Textauszug:
■ ■ ■ ■ ■ ■ ■

Dieses Bild der davontreibenden Schreibmaschine, dem Arbeitsgerät des Schriftstellers, ist natürlich eine Einladung für jeden Interpreten – der Autor, dem sein Schreiben davonschwimmt. Im Textentwurf werden Autor und Maschine gerettet, das Kino verlangt nach dem Happy Ending.
Es gehört nun nicht viel dazu, überall Parallelen zwischen Leben und Werk zu suchen und zu finden, in der Tat verschwimmen die Person und seine Literatur immer durch seine Technik der biographischen Selbstausbeutung. Doch gibt es über den voyeuristischen Aspekt – vor allem der frühen Jahre – hinaus, weitaus mehr zu entdecken als das. Es ist der literarische Ton der beginnenden Moderne in all ihren Brüchen, ihren Dilemmata und ihrer Zerrissenheit, gepaart mit der Eleganz eines stets ringenden Stilisten, so wie hier, zu Beginn von “Tender is the Night”:
»On the pleasant shore of the French Riviera, about half way between Marseilles and the Italian border, stands a large, proud, rose-colored hotel. Deferential palms cool its flushed façade, and before it stretches a short dazzling beach. Lately it has become a summer resort of notable and fashionable people; a decade ago it was almost deserted after its English clientele went north in April. …«
Das erschütterte 20. Jahrhundert hat den oft bramarbasierenden Jugendfreund Ernest Hemingway zum Literatur-Nobelpreis geführt, es war eine Zeit für Helden und ihren Mythos. In diese Kategorie fällt der durchlässige Francis Scott Fitzgerald nicht, auch heute nicht.
Aber als der Jazzpianist Thelonius Monk 1967, fast 30 Jahre nach Fitzgeralds Tod, auf dem Album “Straight, No Chaser” den alten Teufel und die blaue See in seiner ganzen Ambiguität wieder auferstehen ließ, war auch das von ihm beschriebene “Jazz Age” längst Vergangenheit.

■ ■ ■ ■ ■ ■ ■

(Gespeicherte Datensätze)
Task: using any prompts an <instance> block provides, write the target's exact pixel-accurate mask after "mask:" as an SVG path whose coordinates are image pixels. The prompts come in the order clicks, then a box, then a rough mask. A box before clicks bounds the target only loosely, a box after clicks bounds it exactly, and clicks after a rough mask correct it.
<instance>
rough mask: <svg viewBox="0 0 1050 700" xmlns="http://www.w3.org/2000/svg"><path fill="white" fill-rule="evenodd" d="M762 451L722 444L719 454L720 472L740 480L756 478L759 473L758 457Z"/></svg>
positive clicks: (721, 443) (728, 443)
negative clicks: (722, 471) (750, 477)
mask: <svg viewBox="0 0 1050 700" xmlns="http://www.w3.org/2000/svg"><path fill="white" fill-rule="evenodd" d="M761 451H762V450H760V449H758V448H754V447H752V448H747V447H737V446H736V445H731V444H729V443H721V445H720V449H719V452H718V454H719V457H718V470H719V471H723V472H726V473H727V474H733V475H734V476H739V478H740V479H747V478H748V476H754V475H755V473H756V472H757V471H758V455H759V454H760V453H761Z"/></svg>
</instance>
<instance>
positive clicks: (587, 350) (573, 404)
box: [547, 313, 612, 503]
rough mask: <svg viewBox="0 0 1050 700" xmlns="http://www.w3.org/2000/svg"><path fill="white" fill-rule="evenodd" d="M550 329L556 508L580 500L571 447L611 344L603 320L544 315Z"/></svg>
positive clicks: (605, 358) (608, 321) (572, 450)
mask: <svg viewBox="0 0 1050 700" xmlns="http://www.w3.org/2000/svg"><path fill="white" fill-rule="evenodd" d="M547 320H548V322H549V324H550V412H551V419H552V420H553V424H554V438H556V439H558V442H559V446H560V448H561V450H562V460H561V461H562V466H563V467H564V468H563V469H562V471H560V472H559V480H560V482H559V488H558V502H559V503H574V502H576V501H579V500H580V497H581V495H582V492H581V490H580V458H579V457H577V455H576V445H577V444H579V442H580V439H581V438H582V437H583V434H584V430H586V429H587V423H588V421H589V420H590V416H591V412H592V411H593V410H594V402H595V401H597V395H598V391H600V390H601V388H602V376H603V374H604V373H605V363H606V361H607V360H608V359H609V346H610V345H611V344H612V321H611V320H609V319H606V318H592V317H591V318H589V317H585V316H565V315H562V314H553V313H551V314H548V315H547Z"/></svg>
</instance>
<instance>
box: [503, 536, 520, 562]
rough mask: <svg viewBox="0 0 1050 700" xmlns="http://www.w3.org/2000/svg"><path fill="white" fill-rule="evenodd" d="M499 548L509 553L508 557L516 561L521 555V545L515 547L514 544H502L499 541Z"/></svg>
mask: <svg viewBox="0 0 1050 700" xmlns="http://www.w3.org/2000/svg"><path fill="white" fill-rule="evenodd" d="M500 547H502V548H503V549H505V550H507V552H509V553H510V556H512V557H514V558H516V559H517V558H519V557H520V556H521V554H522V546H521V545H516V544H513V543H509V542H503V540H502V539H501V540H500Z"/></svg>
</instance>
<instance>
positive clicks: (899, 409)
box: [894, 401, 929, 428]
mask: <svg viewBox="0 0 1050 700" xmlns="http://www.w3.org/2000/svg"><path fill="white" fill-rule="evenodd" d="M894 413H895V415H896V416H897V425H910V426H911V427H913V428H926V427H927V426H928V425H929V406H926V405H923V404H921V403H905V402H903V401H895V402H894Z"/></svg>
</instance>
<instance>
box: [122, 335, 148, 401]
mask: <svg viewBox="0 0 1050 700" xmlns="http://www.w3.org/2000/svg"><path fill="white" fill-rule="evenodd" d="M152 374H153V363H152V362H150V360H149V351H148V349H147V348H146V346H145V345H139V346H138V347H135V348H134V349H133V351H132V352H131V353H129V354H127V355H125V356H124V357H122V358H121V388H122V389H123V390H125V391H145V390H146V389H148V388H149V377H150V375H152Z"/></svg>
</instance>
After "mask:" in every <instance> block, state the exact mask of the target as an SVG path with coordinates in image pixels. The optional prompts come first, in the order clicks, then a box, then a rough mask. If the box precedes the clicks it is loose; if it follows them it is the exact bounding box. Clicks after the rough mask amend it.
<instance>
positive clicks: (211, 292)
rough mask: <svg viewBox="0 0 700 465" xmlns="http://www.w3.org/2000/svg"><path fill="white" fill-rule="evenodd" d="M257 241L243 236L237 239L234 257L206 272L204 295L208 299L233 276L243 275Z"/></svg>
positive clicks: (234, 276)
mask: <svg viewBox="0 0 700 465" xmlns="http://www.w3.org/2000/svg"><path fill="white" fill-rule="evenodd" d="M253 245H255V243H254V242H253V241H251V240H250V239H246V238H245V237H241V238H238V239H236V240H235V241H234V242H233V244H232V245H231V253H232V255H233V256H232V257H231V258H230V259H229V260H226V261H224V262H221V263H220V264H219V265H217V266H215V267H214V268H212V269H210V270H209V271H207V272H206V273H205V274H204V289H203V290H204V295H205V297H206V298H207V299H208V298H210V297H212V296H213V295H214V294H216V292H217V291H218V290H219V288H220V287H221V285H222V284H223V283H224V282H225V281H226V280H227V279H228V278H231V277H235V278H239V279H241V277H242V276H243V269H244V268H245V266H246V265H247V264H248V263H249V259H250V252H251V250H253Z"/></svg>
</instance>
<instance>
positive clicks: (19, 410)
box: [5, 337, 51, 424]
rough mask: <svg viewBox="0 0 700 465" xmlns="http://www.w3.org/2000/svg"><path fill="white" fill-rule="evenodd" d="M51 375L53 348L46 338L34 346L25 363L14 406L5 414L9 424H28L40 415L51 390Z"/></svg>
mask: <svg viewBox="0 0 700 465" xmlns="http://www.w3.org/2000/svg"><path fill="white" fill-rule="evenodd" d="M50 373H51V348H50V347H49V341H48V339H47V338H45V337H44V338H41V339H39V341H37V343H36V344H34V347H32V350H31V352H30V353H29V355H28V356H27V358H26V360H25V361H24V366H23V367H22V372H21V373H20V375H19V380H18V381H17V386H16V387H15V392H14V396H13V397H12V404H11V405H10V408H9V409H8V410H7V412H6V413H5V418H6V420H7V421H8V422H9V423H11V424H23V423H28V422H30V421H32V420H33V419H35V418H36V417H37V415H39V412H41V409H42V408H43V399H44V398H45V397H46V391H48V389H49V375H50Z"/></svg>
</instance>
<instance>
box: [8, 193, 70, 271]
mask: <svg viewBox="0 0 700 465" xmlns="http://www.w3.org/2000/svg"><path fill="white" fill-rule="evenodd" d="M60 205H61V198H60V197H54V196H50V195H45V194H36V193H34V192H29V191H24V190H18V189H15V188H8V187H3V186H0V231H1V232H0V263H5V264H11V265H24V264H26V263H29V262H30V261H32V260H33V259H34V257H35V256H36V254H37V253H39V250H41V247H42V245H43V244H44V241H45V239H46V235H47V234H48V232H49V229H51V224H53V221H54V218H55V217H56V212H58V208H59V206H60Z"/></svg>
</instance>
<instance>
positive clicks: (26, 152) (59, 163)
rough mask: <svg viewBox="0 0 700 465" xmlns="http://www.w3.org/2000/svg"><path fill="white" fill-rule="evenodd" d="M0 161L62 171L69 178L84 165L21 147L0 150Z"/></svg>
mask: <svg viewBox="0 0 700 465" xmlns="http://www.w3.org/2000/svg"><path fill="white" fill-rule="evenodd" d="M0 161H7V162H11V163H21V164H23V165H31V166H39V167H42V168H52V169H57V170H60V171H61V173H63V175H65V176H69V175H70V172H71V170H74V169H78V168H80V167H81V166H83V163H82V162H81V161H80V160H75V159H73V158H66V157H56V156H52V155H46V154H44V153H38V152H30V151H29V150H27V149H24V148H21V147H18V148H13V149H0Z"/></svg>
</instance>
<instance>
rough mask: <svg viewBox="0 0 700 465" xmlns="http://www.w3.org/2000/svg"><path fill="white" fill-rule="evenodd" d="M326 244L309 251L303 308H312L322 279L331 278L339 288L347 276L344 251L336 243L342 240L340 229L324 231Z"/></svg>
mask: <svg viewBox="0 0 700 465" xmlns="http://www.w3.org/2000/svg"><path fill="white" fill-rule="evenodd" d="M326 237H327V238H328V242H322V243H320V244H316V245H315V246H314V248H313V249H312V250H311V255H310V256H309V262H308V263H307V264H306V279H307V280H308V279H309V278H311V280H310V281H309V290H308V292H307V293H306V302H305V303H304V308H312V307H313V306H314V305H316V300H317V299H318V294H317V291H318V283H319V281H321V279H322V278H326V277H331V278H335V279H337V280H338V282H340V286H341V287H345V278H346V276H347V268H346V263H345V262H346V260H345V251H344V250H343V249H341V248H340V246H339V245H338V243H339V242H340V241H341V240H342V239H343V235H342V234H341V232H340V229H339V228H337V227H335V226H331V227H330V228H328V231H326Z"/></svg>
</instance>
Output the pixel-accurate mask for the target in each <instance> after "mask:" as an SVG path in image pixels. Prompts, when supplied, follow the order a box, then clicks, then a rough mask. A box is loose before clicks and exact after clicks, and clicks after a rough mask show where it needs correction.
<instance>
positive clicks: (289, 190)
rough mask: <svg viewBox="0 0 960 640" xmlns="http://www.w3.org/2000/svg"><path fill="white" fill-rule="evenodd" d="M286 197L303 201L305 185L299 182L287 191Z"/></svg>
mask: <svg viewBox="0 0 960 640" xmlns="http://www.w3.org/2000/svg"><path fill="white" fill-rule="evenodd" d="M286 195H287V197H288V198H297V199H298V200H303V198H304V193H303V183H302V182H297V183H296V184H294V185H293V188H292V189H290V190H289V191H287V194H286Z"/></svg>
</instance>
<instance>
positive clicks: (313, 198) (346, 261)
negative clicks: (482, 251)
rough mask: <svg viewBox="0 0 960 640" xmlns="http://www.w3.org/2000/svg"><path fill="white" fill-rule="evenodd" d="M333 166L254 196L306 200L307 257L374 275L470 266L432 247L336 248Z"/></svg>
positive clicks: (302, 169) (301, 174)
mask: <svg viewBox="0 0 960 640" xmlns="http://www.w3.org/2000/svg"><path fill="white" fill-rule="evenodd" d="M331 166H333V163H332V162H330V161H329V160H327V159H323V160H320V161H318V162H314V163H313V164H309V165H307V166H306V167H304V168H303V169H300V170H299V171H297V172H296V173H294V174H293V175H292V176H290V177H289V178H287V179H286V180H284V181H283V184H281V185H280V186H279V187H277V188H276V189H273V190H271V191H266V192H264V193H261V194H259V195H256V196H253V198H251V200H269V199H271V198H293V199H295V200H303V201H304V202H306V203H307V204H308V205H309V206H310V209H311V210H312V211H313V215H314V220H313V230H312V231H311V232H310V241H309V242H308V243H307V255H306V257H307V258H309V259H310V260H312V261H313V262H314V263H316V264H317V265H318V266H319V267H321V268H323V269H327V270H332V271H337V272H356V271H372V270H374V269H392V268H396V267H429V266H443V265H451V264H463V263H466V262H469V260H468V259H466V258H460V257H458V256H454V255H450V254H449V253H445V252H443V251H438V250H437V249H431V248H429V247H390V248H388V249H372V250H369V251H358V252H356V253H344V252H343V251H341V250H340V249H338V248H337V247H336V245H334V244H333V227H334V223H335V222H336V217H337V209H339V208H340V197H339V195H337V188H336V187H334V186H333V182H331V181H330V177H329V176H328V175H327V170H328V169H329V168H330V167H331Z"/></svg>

■ ■ ■ ■ ■ ■ ■

Arbeitsauftrag 1: Wer wurde laut dem Textauszug über Fitzgerald zum Literatur-Nobelpreis geführt?
Arbeitsauftrag 2: Gib einen Abschnitt aus dem Textauszug über Fitzgerald wortgetreu wieder. Setze bei den Worten „Dieses Bild der“ ein und höre nach „dem Happy Ending.“ auf.

Antwortfeld 1: Ernest Hemingway.

Antwortfeld 2:
Dieses Bild der davontreibenden Schreibmaschine, dem Arbeitsgerät des Schriftstellers, ist natürlich eine Einladung für jeden Interpreten – der Autor, dem sein Schreiben davonschwimmt. Im Textentwurf werden Autor und Maschine gerettet, das Kino verlangt nach dem Happy Ending.